### Goal of the exercise
Identify and copy every line of the data below that contains the string "human". The match is case-sensitive.

### Stored entries
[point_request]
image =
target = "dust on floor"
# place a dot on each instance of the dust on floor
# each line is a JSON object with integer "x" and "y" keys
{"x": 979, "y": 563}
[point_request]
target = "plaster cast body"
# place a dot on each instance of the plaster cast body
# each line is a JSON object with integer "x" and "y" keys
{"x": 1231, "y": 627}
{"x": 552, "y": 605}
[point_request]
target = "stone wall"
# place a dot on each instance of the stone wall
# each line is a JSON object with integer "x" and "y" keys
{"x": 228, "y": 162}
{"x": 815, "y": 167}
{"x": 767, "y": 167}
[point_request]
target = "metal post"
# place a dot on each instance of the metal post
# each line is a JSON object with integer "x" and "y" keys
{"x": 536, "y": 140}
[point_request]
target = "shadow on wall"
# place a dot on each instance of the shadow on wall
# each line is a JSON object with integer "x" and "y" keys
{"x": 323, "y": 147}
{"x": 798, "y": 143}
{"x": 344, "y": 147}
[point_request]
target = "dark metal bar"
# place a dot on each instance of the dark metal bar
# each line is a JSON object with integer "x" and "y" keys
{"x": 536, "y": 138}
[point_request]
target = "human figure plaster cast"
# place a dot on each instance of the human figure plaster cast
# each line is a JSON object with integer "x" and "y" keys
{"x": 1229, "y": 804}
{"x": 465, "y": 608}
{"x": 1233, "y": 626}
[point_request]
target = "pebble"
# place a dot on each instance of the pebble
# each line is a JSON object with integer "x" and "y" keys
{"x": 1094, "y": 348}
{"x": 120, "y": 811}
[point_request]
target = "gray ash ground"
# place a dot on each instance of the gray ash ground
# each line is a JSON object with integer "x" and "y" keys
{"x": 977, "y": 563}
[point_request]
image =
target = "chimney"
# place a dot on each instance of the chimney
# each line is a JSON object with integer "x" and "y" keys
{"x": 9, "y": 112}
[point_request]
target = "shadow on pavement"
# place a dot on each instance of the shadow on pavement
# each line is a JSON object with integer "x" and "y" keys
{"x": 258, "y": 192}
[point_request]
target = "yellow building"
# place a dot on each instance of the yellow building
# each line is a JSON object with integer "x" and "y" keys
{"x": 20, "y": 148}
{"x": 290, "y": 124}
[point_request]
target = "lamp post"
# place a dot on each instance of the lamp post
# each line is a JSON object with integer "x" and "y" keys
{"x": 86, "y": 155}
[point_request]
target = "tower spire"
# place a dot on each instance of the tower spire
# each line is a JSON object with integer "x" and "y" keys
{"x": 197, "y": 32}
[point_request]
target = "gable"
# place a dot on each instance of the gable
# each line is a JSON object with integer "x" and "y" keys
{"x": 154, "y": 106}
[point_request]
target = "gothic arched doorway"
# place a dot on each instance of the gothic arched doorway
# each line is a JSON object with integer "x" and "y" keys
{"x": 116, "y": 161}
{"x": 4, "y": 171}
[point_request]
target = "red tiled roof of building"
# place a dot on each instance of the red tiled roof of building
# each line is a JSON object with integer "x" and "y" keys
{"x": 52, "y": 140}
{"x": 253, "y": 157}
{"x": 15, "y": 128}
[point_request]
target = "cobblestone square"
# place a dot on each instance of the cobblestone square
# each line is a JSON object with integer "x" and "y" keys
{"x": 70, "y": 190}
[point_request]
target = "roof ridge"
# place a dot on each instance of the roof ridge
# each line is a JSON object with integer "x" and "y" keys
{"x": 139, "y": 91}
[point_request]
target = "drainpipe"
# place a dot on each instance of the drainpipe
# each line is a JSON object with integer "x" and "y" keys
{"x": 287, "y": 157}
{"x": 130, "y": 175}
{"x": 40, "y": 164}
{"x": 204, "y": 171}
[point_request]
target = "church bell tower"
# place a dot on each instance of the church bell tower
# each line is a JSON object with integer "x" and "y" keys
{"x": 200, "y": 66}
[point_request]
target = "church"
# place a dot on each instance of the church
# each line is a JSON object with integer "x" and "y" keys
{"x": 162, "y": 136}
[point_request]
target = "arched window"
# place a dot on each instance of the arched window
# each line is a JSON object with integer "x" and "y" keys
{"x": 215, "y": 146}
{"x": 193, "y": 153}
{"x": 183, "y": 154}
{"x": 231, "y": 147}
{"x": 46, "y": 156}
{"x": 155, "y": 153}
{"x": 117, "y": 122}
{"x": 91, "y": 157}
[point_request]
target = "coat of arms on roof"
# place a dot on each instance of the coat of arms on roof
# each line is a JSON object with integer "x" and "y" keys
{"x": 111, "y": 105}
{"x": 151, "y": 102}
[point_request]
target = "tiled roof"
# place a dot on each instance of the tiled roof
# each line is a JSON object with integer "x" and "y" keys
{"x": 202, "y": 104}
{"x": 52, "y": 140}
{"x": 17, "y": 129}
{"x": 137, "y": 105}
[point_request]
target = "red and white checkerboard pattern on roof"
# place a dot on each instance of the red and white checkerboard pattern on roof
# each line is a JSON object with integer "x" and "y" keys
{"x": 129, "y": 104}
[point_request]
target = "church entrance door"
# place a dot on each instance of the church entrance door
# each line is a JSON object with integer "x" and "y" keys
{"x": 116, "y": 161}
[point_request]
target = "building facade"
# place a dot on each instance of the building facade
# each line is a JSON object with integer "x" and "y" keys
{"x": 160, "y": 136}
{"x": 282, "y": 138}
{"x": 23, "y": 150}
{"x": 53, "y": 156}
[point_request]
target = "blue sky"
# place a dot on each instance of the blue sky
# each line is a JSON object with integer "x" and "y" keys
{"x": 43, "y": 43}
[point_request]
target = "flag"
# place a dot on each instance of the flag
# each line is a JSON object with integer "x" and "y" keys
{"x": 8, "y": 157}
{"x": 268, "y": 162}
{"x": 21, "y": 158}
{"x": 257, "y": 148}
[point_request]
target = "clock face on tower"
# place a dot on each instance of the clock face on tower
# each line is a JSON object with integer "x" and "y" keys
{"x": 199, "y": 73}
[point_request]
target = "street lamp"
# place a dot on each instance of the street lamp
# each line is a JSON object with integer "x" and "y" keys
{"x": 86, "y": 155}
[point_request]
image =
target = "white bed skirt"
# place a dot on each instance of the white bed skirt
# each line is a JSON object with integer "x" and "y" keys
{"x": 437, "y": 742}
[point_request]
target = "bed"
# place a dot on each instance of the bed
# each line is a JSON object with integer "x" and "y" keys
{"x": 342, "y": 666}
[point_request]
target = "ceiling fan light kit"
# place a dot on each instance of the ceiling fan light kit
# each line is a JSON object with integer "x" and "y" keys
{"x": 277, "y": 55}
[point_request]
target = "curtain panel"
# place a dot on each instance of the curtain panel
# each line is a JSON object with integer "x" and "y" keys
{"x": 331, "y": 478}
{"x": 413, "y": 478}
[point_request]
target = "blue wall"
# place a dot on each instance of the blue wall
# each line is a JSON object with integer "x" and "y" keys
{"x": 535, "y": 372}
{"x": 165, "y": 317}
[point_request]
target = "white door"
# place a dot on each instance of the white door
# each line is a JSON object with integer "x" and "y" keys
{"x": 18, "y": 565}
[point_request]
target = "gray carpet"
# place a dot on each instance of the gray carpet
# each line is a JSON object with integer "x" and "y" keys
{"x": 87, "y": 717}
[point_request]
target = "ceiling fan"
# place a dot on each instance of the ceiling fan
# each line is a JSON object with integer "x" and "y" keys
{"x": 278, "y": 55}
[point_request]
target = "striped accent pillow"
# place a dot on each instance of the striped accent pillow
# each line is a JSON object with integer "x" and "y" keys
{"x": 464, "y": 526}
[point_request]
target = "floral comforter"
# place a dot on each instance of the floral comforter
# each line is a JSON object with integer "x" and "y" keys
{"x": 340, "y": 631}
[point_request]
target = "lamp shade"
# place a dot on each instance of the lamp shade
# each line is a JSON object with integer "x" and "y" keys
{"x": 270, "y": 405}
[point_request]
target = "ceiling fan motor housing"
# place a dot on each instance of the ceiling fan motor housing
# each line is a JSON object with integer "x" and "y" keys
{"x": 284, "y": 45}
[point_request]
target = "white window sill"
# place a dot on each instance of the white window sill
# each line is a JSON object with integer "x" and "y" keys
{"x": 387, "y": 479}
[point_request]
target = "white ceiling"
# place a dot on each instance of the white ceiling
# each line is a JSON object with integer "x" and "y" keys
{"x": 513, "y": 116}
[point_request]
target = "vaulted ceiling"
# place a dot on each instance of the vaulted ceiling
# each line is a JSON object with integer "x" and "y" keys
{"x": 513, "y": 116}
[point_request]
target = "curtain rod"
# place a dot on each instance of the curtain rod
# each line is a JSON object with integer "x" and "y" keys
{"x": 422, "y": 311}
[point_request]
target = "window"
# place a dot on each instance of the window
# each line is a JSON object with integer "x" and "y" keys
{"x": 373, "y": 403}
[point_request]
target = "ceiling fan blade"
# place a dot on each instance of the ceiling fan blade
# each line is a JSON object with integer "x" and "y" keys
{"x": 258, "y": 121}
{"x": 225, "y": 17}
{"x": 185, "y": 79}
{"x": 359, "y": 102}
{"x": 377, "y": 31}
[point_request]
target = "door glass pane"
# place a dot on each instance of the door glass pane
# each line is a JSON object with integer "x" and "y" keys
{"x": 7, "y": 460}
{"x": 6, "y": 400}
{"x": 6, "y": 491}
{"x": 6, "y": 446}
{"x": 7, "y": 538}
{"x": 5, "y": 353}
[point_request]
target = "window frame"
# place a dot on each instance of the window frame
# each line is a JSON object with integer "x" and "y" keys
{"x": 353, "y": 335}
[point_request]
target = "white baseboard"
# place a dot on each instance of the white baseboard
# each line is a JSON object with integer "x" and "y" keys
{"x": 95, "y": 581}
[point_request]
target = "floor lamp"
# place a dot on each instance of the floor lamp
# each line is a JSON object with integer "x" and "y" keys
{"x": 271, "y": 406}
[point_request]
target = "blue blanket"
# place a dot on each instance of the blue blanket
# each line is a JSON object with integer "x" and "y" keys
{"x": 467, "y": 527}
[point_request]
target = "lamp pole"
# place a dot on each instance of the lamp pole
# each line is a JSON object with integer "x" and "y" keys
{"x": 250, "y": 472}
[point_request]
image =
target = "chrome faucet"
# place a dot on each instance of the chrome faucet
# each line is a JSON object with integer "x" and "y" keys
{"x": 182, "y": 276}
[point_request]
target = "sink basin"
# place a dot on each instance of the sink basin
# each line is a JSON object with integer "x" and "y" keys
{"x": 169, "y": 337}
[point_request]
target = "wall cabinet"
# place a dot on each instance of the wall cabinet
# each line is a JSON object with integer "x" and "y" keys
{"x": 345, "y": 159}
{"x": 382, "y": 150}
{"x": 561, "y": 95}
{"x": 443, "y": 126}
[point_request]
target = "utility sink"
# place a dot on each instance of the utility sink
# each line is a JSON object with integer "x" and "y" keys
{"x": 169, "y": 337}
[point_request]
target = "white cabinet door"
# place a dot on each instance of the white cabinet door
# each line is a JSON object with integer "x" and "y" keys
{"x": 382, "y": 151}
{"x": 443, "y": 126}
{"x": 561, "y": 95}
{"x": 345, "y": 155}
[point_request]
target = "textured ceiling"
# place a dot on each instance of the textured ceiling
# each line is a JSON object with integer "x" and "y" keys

### Response to this exercise
target = "human figure plaster cast"
# place a dot on each instance of the human figure plaster cast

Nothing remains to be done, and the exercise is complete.